Prompt 1: Retype the passage of the forum thread about the computer shutting down, from "I called ASUS, they" up to and including "(Nov 28, 2007)".
Prompt 2: Pull out every line of the rows that contains the word "tree".

Text extract:
-- Begin --
# Computer Shuts down roughly every 1-2 hours



## aarono (Jul 22, 2004)

Board: Asus A7n8x
CPU: AMD Athlon 2600+


Hello there, here is my current situation. Roughly two weeks ago my computer would shut down after about an hour or two of being on. I let this go on for a week or two just to see if it wasn't some freak accident. I finally got the sense to go buy some thermal paste and apply a new coat to the CPU.

After putting the heatsink back on, etc. it boots up to tell me that my CPU has been changed, so I go into BIOS and fix the settings so that my CPU is operating at it's normal clock speed not the 1.2ghz it was set too after applying the cream.

Believing this would do the trick I was very disappointed to find my computer shutting off once again about an hour an a half into it's next session.

I called ASUS, they were unhelpful basically giving me the RMA then telling me that this replacement board for an older one that went to hell is no longer under warrenty.

Is this the board or CPU causing this?


----------



## Guest (Nov 28, 2007)

It has come to my attention that you might have a heat or voltage issue with your computer. We can not assume that it is one of these so we will go ahead and check. I would like you to download and install the program *Speedfan*. When you are done installing Speedfan open and look for 3 columns. One should have temperatures, the other should have voltages, and the last one should contain your fan speeds. When you have found this information please post to me in a column such as this: (Example)
-- End --
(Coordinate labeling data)
-- Begin --
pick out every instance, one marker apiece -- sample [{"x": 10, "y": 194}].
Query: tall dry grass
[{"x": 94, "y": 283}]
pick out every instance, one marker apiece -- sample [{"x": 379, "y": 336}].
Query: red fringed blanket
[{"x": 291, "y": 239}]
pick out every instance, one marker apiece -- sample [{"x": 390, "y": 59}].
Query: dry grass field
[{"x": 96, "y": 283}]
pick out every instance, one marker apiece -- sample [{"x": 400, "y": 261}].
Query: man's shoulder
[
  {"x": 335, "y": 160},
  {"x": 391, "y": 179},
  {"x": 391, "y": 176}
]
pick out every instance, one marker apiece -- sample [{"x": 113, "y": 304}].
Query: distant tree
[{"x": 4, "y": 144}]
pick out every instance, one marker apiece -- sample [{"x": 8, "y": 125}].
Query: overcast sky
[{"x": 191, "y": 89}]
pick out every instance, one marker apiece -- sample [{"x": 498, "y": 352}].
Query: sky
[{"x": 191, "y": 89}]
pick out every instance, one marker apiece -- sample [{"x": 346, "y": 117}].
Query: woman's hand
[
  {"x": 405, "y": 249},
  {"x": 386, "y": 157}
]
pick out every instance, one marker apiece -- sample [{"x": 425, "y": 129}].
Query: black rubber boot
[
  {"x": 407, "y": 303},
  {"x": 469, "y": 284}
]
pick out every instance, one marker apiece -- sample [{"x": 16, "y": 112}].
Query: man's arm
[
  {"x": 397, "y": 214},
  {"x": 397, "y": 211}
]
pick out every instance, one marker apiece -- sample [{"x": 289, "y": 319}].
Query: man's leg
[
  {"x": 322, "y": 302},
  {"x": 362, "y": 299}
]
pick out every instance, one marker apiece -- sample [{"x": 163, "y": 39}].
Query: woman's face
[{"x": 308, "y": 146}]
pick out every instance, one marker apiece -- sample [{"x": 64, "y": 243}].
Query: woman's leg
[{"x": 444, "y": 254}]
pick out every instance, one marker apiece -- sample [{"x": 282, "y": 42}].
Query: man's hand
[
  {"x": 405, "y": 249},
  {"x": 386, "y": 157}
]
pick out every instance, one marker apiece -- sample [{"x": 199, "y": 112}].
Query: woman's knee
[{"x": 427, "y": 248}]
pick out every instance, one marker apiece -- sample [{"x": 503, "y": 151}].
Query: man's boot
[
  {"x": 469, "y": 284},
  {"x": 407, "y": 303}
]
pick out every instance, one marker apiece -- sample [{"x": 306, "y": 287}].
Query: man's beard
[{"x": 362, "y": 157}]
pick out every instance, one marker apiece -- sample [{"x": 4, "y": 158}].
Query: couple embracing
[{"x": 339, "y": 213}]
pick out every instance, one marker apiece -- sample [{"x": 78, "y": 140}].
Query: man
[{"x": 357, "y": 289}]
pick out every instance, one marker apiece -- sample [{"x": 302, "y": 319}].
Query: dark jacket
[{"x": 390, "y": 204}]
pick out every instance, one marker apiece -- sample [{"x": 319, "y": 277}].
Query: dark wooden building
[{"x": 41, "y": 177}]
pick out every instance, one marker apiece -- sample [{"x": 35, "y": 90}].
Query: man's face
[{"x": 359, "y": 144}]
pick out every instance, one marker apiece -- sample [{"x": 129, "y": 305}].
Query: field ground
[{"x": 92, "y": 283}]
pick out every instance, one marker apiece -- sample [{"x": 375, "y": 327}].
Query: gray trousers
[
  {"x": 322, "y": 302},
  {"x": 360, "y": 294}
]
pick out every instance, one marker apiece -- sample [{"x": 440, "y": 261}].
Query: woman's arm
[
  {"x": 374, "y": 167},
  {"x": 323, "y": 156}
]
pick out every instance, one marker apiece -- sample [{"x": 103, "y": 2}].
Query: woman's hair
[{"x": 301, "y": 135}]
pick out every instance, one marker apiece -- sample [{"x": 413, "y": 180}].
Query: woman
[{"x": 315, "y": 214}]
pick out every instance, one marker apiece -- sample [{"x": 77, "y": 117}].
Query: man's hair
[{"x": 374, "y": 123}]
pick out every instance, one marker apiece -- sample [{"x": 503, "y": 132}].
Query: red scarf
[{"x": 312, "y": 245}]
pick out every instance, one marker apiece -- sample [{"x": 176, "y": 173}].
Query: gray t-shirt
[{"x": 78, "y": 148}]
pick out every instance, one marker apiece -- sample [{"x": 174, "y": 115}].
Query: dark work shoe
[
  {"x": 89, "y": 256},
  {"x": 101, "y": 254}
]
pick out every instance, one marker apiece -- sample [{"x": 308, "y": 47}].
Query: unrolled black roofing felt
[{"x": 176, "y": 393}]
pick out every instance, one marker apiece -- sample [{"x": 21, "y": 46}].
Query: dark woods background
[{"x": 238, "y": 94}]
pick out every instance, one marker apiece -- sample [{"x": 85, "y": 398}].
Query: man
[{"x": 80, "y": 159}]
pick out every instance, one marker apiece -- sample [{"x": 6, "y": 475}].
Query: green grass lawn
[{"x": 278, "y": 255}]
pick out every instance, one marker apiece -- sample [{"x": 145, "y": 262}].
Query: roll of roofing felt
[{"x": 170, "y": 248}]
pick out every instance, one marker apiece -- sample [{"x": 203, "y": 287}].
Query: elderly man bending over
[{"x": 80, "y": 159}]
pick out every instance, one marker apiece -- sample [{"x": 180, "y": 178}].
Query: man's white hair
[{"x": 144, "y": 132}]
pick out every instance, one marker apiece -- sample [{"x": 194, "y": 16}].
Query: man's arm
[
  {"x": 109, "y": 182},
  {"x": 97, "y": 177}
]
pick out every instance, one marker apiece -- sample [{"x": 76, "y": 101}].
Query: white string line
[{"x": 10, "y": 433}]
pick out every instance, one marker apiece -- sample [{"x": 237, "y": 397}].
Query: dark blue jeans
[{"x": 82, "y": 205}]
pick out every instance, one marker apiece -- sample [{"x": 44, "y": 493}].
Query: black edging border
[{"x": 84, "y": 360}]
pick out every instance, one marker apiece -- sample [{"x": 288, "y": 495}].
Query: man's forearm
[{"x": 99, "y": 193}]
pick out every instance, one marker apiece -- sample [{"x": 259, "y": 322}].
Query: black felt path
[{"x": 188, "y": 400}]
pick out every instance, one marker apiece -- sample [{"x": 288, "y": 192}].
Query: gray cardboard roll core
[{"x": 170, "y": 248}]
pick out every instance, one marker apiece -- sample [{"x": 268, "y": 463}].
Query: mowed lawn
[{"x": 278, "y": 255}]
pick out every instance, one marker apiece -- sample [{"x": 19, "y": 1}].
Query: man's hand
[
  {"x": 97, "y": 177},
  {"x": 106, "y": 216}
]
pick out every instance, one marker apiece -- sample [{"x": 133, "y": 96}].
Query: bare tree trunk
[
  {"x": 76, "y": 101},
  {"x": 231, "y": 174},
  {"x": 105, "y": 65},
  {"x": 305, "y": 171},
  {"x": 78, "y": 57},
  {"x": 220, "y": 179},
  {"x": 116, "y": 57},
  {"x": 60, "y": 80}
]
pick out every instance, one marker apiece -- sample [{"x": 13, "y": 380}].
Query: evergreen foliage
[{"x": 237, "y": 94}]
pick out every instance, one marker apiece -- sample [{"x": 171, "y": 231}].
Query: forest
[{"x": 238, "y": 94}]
-- End --
Full output 1:
I called ASUS, they were unhelpful basically giving me the RMA then telling me that this replacement board for an older one that went to hell is no longer under warrenty.

Is this the board or CPU causing this?


----------



## Guest (Nov 28, 2007)

Full output 2:
Query: distant tree
Query: bare tree trunk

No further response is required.